WHAT TO DO:
1) Copy from the forum thread, without alteration, the passage that begins with the words containing "## SoConfused822 (19" and ends with "go this route.".
2) In the forum thread, how many questions did SoConfused822 take extensive notes on when checking with divorce lawyers?

EXTRACT PROVIDED:

I haven't given up yet. I pray ill get through to her by my deadline. I agree her father might help, her mother and I don't see eye to eye, I'd rather keep it between me and her atm.


----------



## SoConfused822 (19 d ago)

ABHale said:


> Still talk with a divorce lawyer to know what to expect. They can help you by letting you know what might change the long you live in this hell in earth.


I checked this out a month ago and took extensive notes from about 2 dozen questions I had. I called several in fact and narrowed my option to 1 if I must go this route.


----------



## Megaforce (Nov 12, 2021)

Tested_by_stress said:


> Google "borderline personality disorder" OP. I think a light may go off in your head as you read up on it.


You are, most definitely, dealing with a personality disordered wife. Research the Cluster B personality disorders. Your life will be shortened living with someone like this.


----------



## Megaforce (Nov 12, 2021)

SoConfused822 said:


> I'm an asshole because I ask for simple things like affection, acknowledgement I'm speaking or even in the room. Just general request for respect are apparently too much to ask for and in turn by asking I'm badgering her. Though, these occurrences aren't after a fight , they happen minutes or hours later after not seeing or speaking with her. It's like wtf just happened and wher we did the person I last talk with go? Almost like she has a twin and they swap out when I leave. It's crazy.

COLLECTED MATERIAL:

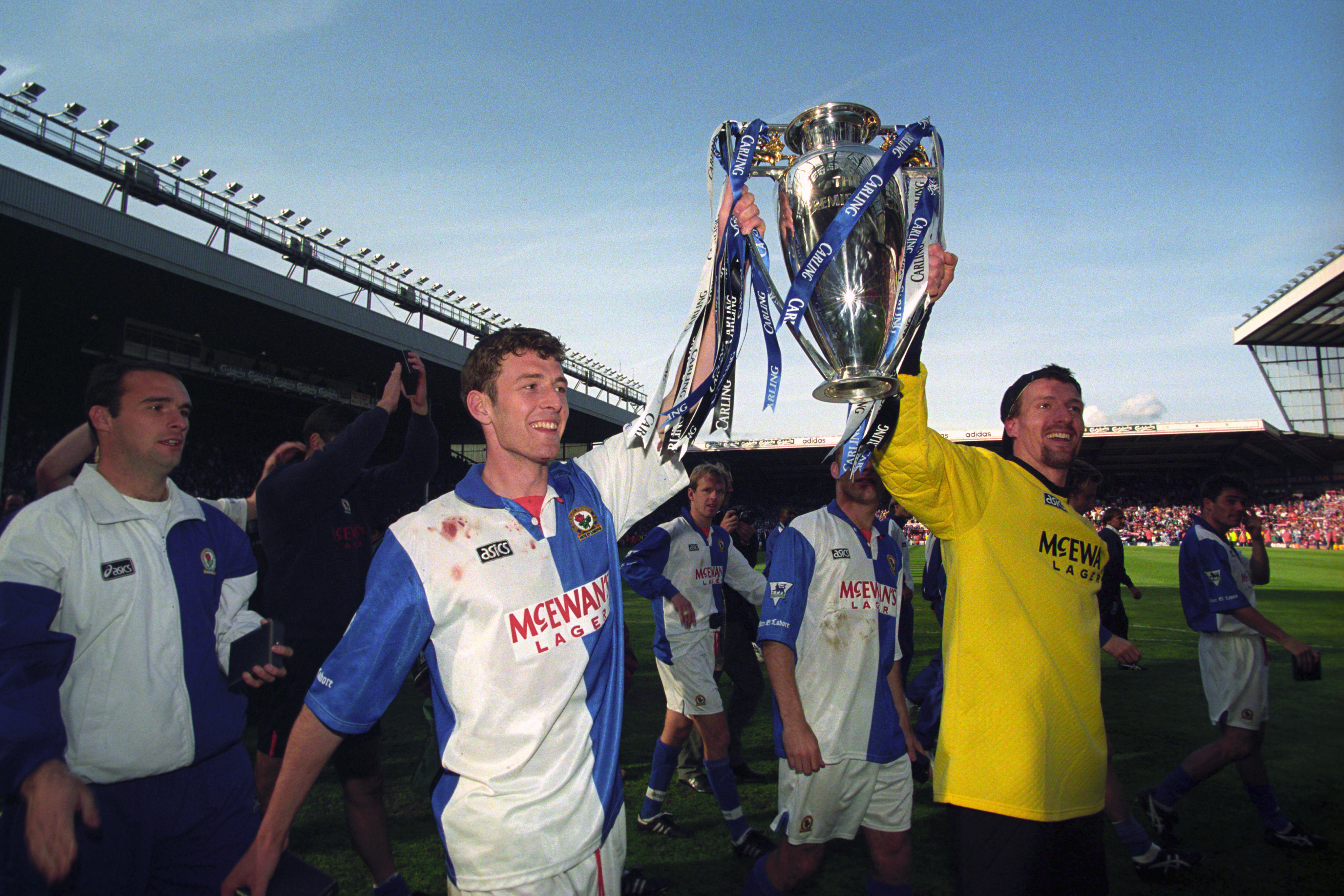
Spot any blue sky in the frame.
[0,0,1344,437]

ANSWER LIST:
1)
## SoConfused822 (19 d ago)

ABHale said:


> Still talk with a divorce lawyer to know what to expect. They can help you by letting you know what might change the long you live in this hell in earth.


I checked this out a month ago and took extensive notes from about 2 dozen questions I had. I called several in fact and narrowed my option to 1 if I must go this route.

2) About two dozen.